> Exercise details:
Quote exactly the lines from the start of the entries to the one with "13L88 31L65 25ZM365", both ends included.

────

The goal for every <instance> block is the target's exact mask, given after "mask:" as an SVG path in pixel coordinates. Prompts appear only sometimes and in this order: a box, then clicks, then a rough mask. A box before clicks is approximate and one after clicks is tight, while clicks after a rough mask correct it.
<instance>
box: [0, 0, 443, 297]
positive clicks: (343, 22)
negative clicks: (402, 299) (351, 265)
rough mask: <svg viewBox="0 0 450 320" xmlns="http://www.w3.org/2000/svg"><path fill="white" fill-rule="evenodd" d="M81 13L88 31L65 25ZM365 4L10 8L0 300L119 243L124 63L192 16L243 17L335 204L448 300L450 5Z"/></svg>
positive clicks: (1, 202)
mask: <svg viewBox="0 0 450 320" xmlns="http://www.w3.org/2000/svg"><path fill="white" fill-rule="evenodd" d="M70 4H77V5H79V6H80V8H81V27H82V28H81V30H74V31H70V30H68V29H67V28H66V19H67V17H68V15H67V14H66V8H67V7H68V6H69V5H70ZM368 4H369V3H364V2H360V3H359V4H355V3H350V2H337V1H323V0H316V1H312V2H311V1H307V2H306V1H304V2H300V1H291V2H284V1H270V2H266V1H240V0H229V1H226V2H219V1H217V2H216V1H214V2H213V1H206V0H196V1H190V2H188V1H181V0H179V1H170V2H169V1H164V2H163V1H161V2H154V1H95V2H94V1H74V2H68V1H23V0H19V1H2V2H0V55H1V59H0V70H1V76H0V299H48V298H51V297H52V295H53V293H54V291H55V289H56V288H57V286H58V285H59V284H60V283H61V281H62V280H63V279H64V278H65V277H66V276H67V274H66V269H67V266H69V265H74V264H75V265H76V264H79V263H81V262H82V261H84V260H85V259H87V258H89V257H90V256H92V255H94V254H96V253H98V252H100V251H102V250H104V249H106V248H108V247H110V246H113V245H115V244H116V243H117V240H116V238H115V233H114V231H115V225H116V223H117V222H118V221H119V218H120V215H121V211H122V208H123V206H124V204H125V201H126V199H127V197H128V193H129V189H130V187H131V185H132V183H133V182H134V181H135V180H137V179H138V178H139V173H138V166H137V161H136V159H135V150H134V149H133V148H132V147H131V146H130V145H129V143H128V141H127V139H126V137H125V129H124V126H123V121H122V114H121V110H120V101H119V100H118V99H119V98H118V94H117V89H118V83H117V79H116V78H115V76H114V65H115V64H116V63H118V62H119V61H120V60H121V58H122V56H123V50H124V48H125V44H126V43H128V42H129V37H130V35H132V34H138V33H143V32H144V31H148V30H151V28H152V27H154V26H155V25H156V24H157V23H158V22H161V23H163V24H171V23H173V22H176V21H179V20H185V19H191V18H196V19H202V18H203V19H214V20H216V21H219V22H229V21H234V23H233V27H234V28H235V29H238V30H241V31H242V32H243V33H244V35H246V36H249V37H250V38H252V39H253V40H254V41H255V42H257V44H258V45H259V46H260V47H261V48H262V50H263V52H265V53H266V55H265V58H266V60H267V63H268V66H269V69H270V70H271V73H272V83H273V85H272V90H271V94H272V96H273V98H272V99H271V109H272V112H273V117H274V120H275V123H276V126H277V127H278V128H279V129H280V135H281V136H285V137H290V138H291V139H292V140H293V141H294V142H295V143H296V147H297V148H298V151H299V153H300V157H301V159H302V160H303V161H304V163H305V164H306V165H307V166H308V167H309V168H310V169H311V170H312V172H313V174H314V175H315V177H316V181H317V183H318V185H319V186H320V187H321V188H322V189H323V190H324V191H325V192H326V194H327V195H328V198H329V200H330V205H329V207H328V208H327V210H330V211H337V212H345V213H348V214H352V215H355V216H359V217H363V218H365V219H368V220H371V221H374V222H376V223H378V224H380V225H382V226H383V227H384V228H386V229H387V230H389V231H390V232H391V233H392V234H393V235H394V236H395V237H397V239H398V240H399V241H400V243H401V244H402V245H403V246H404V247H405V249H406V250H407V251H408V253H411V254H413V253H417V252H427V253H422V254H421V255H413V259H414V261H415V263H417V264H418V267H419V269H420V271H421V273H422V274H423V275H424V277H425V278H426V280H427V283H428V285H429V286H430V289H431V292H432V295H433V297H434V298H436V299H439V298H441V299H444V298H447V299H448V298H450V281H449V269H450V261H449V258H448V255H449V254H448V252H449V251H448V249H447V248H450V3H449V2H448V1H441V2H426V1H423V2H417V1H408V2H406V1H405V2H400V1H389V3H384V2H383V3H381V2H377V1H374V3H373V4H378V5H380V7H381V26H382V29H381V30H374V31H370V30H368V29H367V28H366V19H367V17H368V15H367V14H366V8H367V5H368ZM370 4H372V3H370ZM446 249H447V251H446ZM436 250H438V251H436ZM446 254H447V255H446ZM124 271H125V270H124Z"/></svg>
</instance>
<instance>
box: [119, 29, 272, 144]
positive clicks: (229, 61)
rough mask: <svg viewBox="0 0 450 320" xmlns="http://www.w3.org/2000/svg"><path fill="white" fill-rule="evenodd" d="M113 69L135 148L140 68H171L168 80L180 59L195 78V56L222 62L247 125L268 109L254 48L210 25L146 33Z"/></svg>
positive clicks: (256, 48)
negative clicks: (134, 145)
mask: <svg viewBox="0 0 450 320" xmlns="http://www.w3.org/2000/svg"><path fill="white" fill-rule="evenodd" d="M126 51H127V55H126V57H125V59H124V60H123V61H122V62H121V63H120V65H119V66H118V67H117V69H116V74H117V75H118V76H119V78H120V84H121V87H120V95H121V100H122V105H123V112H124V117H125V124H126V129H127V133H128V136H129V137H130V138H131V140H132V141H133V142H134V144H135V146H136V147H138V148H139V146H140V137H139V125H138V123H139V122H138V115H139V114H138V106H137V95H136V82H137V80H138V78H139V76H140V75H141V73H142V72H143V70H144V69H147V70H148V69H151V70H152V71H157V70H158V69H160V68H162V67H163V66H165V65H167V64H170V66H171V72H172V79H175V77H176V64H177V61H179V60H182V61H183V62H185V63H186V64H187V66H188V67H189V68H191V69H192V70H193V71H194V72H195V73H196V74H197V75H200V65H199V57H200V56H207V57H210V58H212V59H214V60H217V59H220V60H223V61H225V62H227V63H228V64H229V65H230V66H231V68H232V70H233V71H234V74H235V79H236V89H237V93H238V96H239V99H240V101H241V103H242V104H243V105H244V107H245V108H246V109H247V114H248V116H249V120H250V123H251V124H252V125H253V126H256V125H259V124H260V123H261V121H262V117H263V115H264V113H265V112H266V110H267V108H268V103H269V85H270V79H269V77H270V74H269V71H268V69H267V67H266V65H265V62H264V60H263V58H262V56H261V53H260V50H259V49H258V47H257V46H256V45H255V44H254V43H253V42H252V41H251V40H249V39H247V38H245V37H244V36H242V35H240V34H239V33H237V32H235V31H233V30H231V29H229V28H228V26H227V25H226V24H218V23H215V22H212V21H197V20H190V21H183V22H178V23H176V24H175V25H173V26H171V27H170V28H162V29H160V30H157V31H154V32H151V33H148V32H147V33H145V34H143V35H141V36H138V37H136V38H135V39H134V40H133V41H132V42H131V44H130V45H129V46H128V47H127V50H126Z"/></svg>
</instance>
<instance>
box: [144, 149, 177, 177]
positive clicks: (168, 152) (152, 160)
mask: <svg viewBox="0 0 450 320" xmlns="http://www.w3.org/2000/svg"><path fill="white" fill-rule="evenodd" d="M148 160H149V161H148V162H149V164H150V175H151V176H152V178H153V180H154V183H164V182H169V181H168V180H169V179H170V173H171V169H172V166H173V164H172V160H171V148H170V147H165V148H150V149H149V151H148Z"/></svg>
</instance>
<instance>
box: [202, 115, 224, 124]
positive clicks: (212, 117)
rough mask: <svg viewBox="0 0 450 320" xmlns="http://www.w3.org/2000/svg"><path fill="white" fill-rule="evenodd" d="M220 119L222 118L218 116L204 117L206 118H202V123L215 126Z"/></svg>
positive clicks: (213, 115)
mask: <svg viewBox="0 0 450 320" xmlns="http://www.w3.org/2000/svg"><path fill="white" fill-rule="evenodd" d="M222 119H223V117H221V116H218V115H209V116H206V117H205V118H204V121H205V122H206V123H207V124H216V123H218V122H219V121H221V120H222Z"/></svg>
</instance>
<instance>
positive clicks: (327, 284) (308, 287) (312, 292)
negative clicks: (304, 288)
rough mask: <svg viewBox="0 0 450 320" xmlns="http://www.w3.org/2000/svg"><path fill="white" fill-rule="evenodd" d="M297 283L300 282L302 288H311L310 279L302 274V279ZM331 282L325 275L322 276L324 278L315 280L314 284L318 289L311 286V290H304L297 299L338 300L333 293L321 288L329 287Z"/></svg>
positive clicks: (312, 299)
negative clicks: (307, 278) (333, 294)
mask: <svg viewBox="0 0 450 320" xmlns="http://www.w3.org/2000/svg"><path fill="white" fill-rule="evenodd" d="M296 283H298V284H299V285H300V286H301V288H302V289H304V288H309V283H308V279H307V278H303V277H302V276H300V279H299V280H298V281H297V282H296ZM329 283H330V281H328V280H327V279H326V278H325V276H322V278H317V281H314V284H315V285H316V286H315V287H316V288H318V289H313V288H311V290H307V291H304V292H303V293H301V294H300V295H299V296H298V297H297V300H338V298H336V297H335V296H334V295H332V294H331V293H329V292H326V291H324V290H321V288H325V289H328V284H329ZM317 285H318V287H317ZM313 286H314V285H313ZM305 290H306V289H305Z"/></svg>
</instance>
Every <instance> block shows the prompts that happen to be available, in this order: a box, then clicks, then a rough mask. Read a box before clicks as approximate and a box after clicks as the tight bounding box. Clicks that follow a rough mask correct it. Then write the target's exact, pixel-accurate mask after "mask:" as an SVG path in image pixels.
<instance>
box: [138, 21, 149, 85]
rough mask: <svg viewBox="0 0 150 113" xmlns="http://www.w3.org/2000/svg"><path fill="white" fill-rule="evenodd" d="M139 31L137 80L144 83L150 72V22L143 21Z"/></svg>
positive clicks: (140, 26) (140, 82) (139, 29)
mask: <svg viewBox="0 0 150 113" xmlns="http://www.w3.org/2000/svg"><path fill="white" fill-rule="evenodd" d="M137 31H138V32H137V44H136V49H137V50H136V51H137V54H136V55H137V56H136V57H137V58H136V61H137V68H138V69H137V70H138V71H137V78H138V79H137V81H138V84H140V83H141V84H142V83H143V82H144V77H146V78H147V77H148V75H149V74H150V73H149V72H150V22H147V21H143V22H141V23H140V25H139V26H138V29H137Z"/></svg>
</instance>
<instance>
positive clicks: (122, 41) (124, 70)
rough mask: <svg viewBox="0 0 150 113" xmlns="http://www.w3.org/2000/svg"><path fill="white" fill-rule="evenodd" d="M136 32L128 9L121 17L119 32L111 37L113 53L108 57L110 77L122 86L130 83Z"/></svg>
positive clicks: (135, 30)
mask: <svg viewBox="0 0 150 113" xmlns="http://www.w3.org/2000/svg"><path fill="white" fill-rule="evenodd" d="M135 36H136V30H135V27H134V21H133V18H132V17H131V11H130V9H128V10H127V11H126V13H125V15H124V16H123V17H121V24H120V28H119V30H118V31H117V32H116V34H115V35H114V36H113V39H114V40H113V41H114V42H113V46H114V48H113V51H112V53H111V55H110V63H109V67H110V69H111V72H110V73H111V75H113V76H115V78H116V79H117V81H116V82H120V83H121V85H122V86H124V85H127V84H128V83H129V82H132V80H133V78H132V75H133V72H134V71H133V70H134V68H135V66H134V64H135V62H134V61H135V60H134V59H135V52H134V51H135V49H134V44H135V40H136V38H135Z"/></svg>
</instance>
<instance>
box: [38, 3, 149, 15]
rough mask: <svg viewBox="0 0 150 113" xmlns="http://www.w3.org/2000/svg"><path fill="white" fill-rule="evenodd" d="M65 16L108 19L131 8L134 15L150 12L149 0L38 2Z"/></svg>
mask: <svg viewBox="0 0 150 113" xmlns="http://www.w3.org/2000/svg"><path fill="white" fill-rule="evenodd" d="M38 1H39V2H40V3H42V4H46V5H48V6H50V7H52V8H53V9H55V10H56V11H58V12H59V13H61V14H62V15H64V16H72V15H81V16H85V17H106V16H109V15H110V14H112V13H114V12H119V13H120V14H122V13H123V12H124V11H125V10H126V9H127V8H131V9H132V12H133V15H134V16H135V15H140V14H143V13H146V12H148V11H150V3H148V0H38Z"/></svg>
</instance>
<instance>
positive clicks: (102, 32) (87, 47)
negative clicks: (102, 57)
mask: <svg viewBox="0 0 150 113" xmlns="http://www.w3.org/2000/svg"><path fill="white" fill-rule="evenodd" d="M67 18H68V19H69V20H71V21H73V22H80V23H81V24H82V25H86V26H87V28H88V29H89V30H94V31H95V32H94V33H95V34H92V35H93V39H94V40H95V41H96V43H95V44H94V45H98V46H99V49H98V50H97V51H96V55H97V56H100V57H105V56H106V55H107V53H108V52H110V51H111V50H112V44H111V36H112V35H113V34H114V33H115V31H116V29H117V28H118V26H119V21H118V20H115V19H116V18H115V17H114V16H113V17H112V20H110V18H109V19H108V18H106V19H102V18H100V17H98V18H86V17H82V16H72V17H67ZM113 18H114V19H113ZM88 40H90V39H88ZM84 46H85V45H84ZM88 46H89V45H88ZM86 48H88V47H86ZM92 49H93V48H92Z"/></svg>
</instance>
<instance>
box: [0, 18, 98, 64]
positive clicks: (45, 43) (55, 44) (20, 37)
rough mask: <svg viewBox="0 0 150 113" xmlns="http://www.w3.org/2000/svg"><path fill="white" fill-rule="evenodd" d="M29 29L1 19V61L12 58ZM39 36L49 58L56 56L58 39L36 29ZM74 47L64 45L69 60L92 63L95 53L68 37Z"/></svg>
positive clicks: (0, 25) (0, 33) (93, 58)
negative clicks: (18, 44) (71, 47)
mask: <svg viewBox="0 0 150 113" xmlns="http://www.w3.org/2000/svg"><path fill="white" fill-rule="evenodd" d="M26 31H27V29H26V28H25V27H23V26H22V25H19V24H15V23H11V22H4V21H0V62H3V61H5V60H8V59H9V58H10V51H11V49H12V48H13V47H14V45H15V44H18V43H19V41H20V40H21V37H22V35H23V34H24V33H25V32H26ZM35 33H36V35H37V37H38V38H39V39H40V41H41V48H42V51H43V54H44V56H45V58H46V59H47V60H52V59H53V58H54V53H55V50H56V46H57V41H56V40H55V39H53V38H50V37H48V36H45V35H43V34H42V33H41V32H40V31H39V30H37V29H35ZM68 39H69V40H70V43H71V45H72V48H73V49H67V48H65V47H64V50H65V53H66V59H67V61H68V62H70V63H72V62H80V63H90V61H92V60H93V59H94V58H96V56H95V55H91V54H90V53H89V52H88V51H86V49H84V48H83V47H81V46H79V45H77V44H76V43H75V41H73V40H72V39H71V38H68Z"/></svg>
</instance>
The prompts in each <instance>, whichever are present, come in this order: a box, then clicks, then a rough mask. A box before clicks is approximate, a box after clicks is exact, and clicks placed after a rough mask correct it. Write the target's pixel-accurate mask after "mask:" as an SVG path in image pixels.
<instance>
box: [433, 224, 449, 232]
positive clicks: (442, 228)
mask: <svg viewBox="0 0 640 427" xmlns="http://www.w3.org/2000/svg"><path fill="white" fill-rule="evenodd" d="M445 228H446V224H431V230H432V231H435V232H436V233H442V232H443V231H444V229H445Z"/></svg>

────

> Answer to the exercise:
The goal for every <instance> block is the target's exact mask, given after "mask:" as an SVG path in pixel coordinates. Prompts appear only sometimes and in this order: a box, then clicks, then a rough mask. A box before clicks is approximate and one after clicks is tight, while clicks after a rough mask correct it.
<instance>
box: [0, 0, 443, 297]
positive clicks: (343, 22)
negative clicks: (402, 299) (351, 265)
rough mask: <svg viewBox="0 0 450 320" xmlns="http://www.w3.org/2000/svg"><path fill="white" fill-rule="evenodd" d="M81 13L88 31L65 25ZM365 4L10 8L0 300L119 243L124 63L192 16L243 17L335 204L448 300L450 5Z"/></svg>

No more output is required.